━━━ PROVIDED RECORDS ━━━

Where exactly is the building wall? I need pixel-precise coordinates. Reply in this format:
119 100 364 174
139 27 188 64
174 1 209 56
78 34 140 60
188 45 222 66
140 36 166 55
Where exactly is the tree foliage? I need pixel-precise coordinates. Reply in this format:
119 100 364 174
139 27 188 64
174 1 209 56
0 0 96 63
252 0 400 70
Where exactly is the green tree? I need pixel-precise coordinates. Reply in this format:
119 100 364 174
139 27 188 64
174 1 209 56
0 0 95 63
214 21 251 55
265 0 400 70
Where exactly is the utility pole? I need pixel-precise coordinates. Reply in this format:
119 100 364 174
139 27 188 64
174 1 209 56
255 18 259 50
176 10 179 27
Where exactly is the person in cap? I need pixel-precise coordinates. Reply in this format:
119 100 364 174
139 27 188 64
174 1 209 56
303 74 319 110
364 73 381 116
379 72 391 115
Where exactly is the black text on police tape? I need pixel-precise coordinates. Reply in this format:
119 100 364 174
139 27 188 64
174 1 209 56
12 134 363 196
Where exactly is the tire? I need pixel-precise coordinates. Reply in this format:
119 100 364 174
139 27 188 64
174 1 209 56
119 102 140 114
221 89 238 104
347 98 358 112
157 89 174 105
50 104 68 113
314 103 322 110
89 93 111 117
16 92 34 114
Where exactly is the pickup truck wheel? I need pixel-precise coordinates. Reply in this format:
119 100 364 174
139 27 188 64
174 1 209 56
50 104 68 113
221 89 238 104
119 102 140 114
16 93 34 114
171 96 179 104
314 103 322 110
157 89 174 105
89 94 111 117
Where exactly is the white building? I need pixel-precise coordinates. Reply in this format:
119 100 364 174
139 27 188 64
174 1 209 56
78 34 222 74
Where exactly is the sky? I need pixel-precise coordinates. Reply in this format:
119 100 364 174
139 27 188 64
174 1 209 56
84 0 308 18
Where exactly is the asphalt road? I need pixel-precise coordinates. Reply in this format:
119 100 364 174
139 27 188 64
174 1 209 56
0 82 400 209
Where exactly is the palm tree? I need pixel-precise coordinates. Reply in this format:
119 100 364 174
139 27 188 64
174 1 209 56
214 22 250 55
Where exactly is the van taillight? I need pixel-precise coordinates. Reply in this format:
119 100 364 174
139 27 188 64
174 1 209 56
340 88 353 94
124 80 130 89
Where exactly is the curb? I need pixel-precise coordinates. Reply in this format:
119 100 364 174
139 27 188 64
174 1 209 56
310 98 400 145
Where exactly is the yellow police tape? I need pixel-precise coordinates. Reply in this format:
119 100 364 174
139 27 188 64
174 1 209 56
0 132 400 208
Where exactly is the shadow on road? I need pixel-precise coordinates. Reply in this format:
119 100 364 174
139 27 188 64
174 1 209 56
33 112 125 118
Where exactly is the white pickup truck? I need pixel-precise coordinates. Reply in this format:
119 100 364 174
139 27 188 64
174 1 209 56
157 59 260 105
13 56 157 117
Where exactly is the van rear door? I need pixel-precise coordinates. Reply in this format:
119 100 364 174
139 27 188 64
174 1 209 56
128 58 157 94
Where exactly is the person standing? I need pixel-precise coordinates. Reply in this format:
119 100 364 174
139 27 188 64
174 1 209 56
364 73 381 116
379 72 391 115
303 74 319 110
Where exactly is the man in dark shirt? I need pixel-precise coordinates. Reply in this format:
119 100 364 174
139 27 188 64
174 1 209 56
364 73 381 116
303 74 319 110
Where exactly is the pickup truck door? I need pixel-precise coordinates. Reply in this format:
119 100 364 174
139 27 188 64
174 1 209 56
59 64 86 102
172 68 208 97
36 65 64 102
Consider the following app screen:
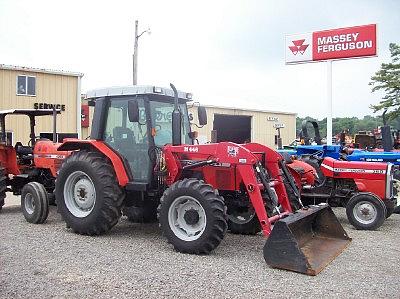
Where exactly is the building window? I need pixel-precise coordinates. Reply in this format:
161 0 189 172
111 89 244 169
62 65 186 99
17 76 36 96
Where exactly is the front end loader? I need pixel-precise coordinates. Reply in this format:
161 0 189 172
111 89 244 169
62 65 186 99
50 84 351 275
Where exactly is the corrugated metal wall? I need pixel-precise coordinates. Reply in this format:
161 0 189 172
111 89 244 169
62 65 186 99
189 106 296 147
0 69 78 144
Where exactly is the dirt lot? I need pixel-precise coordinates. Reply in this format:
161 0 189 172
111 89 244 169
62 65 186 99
0 196 400 298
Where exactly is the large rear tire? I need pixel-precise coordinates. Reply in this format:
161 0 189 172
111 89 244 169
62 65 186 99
0 166 7 210
55 151 125 235
21 182 49 224
158 179 227 254
346 193 386 230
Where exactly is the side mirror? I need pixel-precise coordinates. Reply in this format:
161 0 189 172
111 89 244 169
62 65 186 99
128 100 139 123
197 106 207 126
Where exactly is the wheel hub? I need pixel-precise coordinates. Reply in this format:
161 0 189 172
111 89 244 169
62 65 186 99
354 201 378 224
25 193 35 215
183 209 200 225
168 196 207 241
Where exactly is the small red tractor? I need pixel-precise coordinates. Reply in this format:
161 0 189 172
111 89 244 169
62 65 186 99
0 109 71 223
0 84 351 275
288 152 397 230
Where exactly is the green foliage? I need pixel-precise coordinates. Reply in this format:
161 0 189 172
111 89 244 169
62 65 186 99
296 115 400 137
369 43 400 119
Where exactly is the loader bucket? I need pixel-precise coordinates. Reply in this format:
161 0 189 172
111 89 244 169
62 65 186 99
264 204 351 275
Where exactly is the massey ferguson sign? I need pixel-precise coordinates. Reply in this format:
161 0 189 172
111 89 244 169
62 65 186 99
285 24 377 64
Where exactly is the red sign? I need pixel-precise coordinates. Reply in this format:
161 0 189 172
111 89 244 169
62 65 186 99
81 105 89 128
313 24 376 60
286 24 377 63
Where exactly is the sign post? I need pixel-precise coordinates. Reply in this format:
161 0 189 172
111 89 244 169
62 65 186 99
285 24 377 145
326 60 333 145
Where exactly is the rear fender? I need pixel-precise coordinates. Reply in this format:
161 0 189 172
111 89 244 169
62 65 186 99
0 144 21 175
57 138 130 187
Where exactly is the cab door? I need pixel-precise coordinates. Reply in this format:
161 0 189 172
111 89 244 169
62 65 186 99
103 97 150 182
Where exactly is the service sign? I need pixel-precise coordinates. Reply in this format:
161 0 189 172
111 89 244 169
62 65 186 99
285 24 377 64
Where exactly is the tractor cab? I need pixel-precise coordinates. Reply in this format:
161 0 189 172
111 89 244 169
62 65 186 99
0 109 60 165
87 86 204 191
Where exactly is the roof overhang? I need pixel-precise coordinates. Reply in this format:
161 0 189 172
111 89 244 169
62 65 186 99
0 64 83 77
0 109 61 116
86 85 192 101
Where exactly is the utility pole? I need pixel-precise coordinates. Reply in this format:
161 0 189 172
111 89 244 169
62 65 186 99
132 20 151 85
132 20 139 85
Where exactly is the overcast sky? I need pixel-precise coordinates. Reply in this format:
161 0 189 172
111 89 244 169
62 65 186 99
0 0 400 118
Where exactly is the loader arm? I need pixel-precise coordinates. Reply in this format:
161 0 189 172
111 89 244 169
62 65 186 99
164 142 351 275
164 142 292 236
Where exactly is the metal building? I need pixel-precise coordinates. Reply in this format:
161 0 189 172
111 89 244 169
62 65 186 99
0 64 83 143
190 105 296 147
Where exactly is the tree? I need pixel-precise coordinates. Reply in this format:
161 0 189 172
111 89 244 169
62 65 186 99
369 43 400 119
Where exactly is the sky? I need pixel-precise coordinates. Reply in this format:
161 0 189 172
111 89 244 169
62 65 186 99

━━━

• [INSTRUCTIONS FOR THE TASK]:
Can you repeat the lines starting at "Where exactly is the white building?" and ending at "84 0 308 18", switching "white" to "gray" and leaving everything else unchanged?

• [WRITTEN SOLUTION]:
Where exactly is the gray building? I need pixel-precise coordinates. Reply in this format:
119 100 364 174
139 27 188 64
174 1 209 56
78 34 222 74
Where exactly is the sky? I need pixel-precise coordinates. Reply in this format:
119 100 364 174
139 27 188 64
174 1 209 56
84 0 308 18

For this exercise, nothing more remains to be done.